## Stated goal A
According to the extract, what is the sole goal of the teams being audited?

## Extract
========

I think the problem is that the processes as defined in the company standards, like the SDLC, were never actually implemented on the work floor, not for a single day. They are fiction.

I think that too often it goes something like this:

  • The company does software development, using some ad-hoc process that evolved over time, invented by people trying to get work done.

  • The company decides it needs to get certified to some ISO standard, for instance because some potential customers require that

  • External ISO standard experts are brought in

  • SOPs are drafted that follow the process as the standard requires it, but that do not reflect the current way of doing things (as the company didn't get where it was with the standard in mind)

  • Everybody knows the actual process followed is not what's in the SOPs, what's in there is just there to adhere with the standard, so everybody is cynical from the get go

  • The company gets ISO certified based on the SOPs

  • Internal quality officers are distraught that the SOPs aren't followed!

Note that at no point was improving actual quality was a concern.

It would make more sense to start with a software development procedure that is drafted by the software developers and just describes the process that is actually followed. This will be far removed from what the ISO standard requires, may be completely different per project, but the people will feel that it is connected with reality.

Then improve quality slowly, step by step, based on root cause analysis of actual problems, input from the developers (who usually have a pretty good idea of how quality of their process can be improved), and cost/benefit analysis -- the company needs to make a profit after all. Maybe the best way is not to prevent errors but improving the company's capability of fixing them very quickly when they happen. There will also be a push towards the ISO process because of marketing reasons, and there may be some good quality ideas in there too, but it should be part of the improvement process to work in that direction.

Unfortunately, some businesses decide that getting certified is just too important for them, and they end up with fiction and cynicism, and people not doing what the procedures say in order to get work done.

  • Thought more about this and points 4 and 5 captures nicely what I think the root issue is. Theory vs practice, spirit of the law vs letter of the law...
    – Anthony
    Nov 29, 2016 at 1:37

How can our team influence changing to a more long - term view focused on improvement and root cause guided action?

In my personal experience, audit goals have nothing to do with root causes.

They just look for violations of policy and standards, then report to management. "Passing the audit" any way possible is the sole goal of the teams being audited.

This isn't a surprise. If you put a lot of emphasis on "adhering to standards" then the teams that want to get real work done often find it more efficient to put minimal effort into adherence, due to pressures to get things into production more quickly. The standards are considered a burden, overhead to be avoided as much as possible. And to some extent Agile is encouraging teams to move away from such strict SDLCs and more toward lighter, more streamlined methodological processes that meet the more immediate needs.

========

Stored items from a collection:

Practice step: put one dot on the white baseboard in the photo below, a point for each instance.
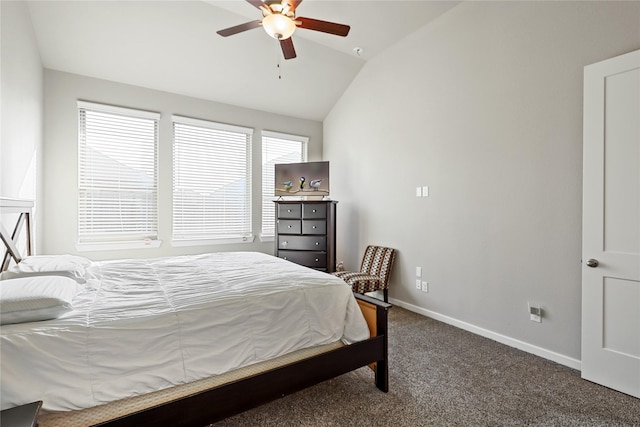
(503, 339)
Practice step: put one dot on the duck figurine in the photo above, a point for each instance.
(315, 184)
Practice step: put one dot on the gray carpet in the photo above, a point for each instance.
(444, 376)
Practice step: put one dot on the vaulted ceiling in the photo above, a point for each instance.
(173, 46)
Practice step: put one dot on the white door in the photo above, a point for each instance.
(611, 224)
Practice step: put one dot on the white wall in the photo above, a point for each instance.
(63, 90)
(21, 91)
(485, 107)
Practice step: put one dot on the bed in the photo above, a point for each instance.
(181, 340)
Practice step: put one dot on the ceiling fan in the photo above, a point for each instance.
(279, 21)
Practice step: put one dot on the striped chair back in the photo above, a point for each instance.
(377, 261)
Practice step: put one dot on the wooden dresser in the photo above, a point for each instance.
(306, 233)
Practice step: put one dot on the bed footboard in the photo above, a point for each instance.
(238, 396)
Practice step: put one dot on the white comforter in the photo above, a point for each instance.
(144, 325)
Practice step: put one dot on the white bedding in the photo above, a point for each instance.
(144, 325)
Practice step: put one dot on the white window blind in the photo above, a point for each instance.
(277, 148)
(117, 174)
(211, 181)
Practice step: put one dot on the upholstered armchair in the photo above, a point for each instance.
(374, 271)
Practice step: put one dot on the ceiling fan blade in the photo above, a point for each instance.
(290, 5)
(323, 26)
(239, 28)
(256, 3)
(287, 48)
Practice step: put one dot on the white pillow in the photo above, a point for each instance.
(31, 299)
(71, 266)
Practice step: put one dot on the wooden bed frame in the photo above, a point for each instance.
(232, 398)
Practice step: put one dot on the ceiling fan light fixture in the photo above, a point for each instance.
(278, 26)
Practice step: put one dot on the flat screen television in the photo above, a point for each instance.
(302, 179)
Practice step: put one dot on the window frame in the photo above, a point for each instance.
(104, 241)
(210, 239)
(268, 187)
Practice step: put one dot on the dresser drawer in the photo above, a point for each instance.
(314, 210)
(289, 226)
(308, 259)
(314, 227)
(289, 210)
(304, 243)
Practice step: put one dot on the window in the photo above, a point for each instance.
(211, 182)
(117, 177)
(277, 148)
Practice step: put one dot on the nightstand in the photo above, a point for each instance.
(21, 416)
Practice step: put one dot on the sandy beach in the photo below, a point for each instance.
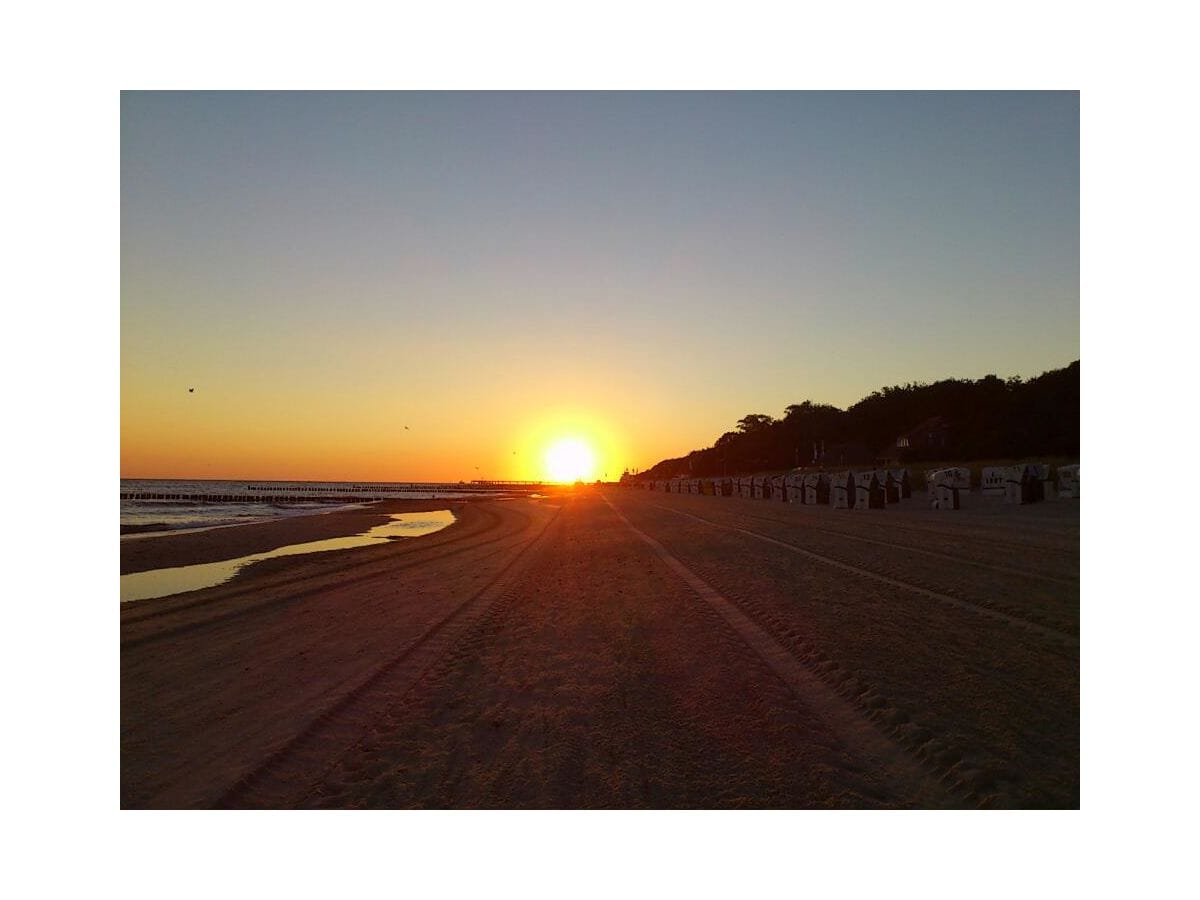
(615, 648)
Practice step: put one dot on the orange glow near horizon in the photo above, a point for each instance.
(172, 433)
(570, 460)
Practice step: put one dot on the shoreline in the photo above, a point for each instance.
(167, 550)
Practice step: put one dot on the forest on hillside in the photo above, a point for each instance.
(954, 419)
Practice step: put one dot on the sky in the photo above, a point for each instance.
(444, 286)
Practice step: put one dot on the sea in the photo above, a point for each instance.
(160, 504)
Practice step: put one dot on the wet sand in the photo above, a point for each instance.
(616, 648)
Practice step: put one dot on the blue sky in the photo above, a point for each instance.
(666, 262)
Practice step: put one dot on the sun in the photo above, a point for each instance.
(570, 460)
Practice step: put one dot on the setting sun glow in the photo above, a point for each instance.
(570, 460)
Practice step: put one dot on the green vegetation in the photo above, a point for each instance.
(990, 419)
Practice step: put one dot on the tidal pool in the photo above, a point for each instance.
(165, 582)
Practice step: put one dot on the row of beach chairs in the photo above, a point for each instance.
(879, 489)
(841, 490)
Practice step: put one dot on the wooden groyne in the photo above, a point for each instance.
(331, 493)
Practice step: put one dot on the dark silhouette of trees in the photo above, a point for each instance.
(989, 418)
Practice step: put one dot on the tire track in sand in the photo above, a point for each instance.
(912, 780)
(978, 609)
(213, 611)
(291, 772)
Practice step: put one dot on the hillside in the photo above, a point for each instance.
(952, 419)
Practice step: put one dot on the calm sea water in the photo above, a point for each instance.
(205, 510)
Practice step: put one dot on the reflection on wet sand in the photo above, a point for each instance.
(163, 582)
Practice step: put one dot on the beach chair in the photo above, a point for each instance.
(1068, 481)
(841, 490)
(868, 491)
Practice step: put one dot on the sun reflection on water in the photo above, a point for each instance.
(165, 582)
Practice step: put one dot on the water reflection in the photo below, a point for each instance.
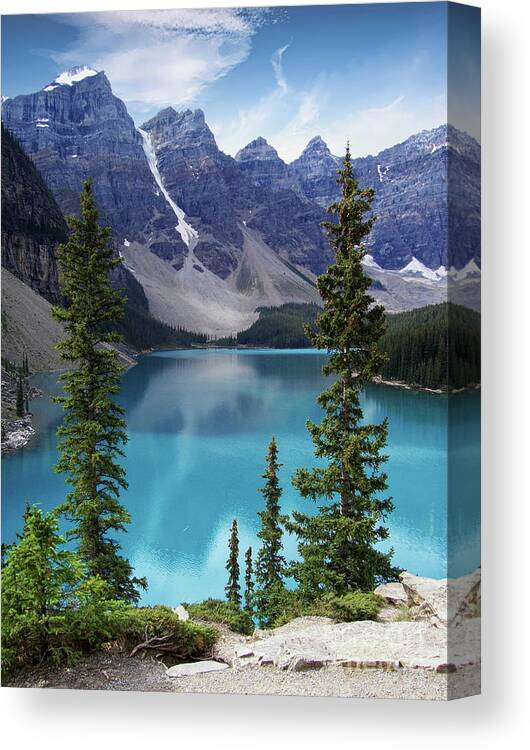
(199, 423)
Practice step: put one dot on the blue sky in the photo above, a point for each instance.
(373, 74)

========

## Stated goal B
Locate every row above that contains the word "wooden", matching its case exactly, and copy each of those rows.

## Result A
Passing the audit any way possible.

## Result B
Practice step: put one dot on the wooden dresser in the photo above, a point for each instance.
Practice step: put one dot on the wooden bed frame in the photo above, a point for each instance.
Practice step: put one dot on the wooden groyne in the photo above, a point for each instance.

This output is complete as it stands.